Data items
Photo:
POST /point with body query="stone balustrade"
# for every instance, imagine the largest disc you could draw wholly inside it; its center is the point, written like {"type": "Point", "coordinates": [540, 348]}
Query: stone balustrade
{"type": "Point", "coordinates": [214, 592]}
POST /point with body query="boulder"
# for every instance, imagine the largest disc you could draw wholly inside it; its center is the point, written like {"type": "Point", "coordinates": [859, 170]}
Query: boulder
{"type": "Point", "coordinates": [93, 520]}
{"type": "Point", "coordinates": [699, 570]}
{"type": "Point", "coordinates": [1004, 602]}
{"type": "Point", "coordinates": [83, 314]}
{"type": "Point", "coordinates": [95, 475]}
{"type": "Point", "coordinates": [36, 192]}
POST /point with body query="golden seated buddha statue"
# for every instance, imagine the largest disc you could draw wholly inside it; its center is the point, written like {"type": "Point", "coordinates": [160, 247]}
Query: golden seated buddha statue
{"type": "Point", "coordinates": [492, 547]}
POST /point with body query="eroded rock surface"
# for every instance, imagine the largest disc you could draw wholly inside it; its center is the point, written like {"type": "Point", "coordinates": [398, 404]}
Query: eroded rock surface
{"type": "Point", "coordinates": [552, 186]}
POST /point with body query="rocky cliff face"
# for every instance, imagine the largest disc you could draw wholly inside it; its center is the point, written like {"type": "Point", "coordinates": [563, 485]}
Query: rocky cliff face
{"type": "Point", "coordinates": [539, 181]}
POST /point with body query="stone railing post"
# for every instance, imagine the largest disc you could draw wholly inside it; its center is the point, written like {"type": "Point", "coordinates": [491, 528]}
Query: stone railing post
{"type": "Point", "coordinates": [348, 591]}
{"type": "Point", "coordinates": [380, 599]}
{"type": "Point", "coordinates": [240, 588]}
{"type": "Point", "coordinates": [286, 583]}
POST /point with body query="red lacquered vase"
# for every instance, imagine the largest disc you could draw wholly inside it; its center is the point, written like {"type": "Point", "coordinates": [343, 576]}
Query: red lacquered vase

[Task statement] Wherever a line contains the string "draw", copy that line from the data.

[Output]
# for every instance, imagine the largest disc you could draw wholly inside it; its center is the point, written like {"type": "Point", "coordinates": [540, 348]}
# for every instance, imagine the largest disc you could draw wholly inside it; its center is the point, written like {"type": "Point", "coordinates": [859, 170]}
# for every instance, imagine the largest disc you could draw wholly inside it; its center is the point, written like {"type": "Point", "coordinates": [160, 247]}
# for every instance, imagine the largest disc you could draw wholly inside it; its center is the point, written like {"type": "Point", "coordinates": [398, 404]}
# for every instance, imagine the largest disc you could draw wholly inside it; its center is the point, written like {"type": "Point", "coordinates": [563, 485]}
# for every instance, imagine the largest disc you could draw wholly inside it; its center is the point, written like {"type": "Point", "coordinates": [491, 528]}
# for every instance, imagine the largest disc you could draw wholly inside it; its center is the point, written like {"type": "Point", "coordinates": [343, 576]}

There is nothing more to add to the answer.